● **What the task requires**
Please rewrite all the lines below as a JSON list of strings, with one string for each line and any blank lines left out.

● **Data lines**
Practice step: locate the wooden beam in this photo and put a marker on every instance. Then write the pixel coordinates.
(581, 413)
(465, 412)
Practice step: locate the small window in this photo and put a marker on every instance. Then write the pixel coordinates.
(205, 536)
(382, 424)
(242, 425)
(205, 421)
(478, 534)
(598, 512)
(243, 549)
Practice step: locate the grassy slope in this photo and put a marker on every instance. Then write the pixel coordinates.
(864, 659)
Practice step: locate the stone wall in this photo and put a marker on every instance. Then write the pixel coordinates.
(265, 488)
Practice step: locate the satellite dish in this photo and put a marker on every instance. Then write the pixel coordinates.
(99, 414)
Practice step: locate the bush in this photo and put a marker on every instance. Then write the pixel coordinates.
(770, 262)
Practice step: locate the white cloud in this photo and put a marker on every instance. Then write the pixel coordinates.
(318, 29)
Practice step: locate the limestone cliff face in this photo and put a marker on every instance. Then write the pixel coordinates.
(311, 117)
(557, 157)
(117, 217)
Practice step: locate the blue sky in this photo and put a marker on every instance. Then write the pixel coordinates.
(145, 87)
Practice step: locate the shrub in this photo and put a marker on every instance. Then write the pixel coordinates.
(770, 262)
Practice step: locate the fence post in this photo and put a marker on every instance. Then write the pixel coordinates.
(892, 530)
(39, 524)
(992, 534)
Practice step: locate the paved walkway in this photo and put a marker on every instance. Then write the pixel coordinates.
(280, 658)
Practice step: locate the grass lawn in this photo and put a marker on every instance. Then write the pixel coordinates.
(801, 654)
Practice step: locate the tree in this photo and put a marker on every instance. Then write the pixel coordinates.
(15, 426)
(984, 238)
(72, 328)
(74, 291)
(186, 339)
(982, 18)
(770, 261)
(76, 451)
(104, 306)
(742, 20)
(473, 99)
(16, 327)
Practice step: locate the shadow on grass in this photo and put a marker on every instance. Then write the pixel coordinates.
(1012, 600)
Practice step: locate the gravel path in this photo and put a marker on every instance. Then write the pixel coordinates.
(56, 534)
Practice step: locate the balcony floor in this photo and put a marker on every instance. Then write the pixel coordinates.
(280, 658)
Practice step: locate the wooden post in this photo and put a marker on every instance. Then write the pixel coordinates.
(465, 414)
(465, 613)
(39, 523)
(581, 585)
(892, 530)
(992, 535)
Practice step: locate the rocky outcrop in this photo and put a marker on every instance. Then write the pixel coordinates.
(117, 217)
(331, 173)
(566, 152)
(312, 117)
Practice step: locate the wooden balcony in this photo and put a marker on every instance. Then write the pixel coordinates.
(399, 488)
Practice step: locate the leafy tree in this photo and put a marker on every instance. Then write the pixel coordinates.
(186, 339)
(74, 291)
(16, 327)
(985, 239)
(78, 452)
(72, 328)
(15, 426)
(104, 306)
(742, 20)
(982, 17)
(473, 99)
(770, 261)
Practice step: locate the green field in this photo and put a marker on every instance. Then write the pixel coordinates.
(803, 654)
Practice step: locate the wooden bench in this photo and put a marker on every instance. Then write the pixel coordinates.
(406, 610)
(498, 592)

● **Output below**
[
  "Practice step: locate the wooden beam in this photo and put a marker on every instance. Then write the pixel coordinates.",
  "(581, 413)",
  "(465, 412)",
  "Practice step: locate the small window in this photo and put a marker on every instance. Then write the pixel coordinates.",
  "(205, 536)",
  "(382, 424)",
  "(242, 425)",
  "(205, 421)",
  "(478, 534)",
  "(598, 512)",
  "(243, 549)",
  "Practice step: locate the grassy slope in this photo and put a marker on every instance. Then write the pixel coordinates.",
  "(864, 659)",
  "Practice step: locate the stone wall in this photo and put a marker on every instance. Then write the pixel coordinates.",
  "(265, 488)",
  "Practice step: locate the satellite dish in this photo and put a marker on every instance. Then write the pixel coordinates.",
  "(99, 414)",
  "Practice step: locate the bush in this photo and put a marker on every instance. Then write the pixel coordinates.",
  "(770, 262)",
  "Practice step: locate the white cloud in this photo and put a marker on every instance. Then write the pixel coordinates.",
  "(318, 29)",
  "Practice step: locate the limestone cliff face in this photo and put a marker on every instance. Then write the pixel coordinates.",
  "(311, 117)",
  "(557, 157)",
  "(117, 217)",
  "Practice step: locate the blue sky in this photo and put a marker on every instance. Then write the pixel coordinates.",
  "(145, 87)",
  "Practice step: locate the shrub in this photo and put a marker on every instance. Then write the pixel coordinates.",
  "(770, 262)",
  "Practice step: locate the fence post in this photo and put a marker on every instance. Then write the pixel coordinates.",
  "(892, 530)",
  "(39, 524)",
  "(992, 534)",
  "Practice step: locate the paved walkway in this photo and put a marker on every instance. Then write the pixel coordinates.",
  "(280, 658)",
  "Practice step: locate the grass lawn in this photo and put a marker on every instance. Then write the pixel coordinates.",
  "(801, 654)",
  "Practice step: locate the tree in this photo and put a marker on every instance. Then write the pixel coordinates.",
  "(15, 426)",
  "(984, 238)",
  "(72, 328)",
  "(74, 291)",
  "(186, 339)",
  "(982, 18)",
  "(770, 261)",
  "(76, 451)",
  "(104, 306)",
  "(742, 20)",
  "(473, 99)",
  "(16, 327)",
  "Practice step: locate the shadow on grass in this photo and put a marker on every instance. Then write the pixel coordinates.",
  "(1012, 600)",
  "Practice step: locate the gravel path in this photo and put a marker on every instance. Then write the pixel coordinates.",
  "(56, 534)",
  "Practice step: locate the balcony floor in this photo and put a marker on every instance. Then write the pixel coordinates.",
  "(280, 658)",
  "Practice step: locate the wooden post in this photo and put a marker on every instance. Then write the pixel coordinates.",
  "(465, 414)",
  "(465, 613)",
  "(39, 523)",
  "(581, 585)",
  "(892, 530)",
  "(992, 535)",
  "Practice step: locate the rocky outcrop in this photo and put a marker on every instance. Then write the pixel coordinates.",
  "(117, 217)",
  "(331, 173)",
  "(566, 152)",
  "(312, 117)",
  "Practice step: locate the wooden balcony in this photo and put a marker on every instance. Then write the pixel coordinates.",
  "(399, 488)",
  "Practice step: locate the leafy tree in this photo and put a marker on every instance. Then write the pixel coordinates.",
  "(186, 339)",
  "(74, 291)",
  "(16, 327)",
  "(985, 239)",
  "(78, 452)",
  "(72, 328)",
  "(15, 426)",
  "(104, 306)",
  "(742, 20)",
  "(982, 17)",
  "(473, 99)",
  "(770, 261)",
  "Practice step: locate the green field in this photo and put a marker on every instance. Then write the pixel coordinates.",
  "(803, 654)",
  "Practice step: locate the wooden bench in this photo and put a marker on every instance. Then write the pixel coordinates.",
  "(406, 610)",
  "(498, 592)"
]